(Beginning of GIVEN TEXT)

Today’s decision is interesting in that it distinguishes between whether a law is a “tax” for purposes of Congress’s taxing power versus the Court’s jurisdiction under the AIA. The government argued that the mandate was not a tax for purposes of the AIA but that it was a tax for purposes of Congress’s constitutional authority. At oral argument, Justice Alito noted to the Solicitor General “[t]oday you are arguing that the penalty is not a tax. Tomorrow you are going to be back and you will be arguing that the penalty is a tax.” Justice Scalia also questioned the Solicitor General regarding the labeling of the mandate as a “penalty” rather than a “tax”: “The President said it wasn’t a tax, didn’t he?”

Despite these exchanges, Chief Justice Roberts ultimately focused on whether Congress intended for the AIA to apply. The Court agreed with the government and held that Congress’s decision to describe the shared responsibility payment in §5000A(b)(a) as a “penalty” and not a “tax” demonstrates that Congress did not intend for the AIA to prohibit jurisdiction.

2. Is the Individual Mandate Constitutional?

(End of GIVEN TEXT)
(Beginning of PROVIDED MATERIAL)

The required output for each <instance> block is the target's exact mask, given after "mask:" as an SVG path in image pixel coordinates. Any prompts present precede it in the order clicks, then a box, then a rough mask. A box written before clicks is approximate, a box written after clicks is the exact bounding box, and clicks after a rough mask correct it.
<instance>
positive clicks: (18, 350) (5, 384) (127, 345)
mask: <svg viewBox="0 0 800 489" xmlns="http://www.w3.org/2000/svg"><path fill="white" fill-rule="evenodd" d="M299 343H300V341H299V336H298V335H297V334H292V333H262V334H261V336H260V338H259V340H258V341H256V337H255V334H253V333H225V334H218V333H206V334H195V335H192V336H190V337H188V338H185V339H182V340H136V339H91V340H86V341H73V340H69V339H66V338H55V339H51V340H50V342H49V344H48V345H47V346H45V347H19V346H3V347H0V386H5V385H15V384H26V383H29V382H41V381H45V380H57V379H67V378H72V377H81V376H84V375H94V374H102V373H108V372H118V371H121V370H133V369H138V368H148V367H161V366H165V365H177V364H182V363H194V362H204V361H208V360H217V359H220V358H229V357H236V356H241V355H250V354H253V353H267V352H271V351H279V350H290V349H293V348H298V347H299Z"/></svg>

(End of PROVIDED MATERIAL)

**EXERCISE DETAILS**
Return the text on the mandate ruling word for word, from "Despite these exchanges, Chief" to "to prohibit jurisdiction.". Rely only on the text on the mandate ruling.

**TASK OUTPUT**
Despite these exchanges, Chief Justice Roberts ultimately focused on whether Congress intended for the AIA to apply. The Court agreed with the government and held that Congress’s decision to describe the shared responsibility payment in §5000A(b)(a) as a “penalty” and not a “tax” demonstrates that Congress did not intend for the AIA to prohibit jurisdiction.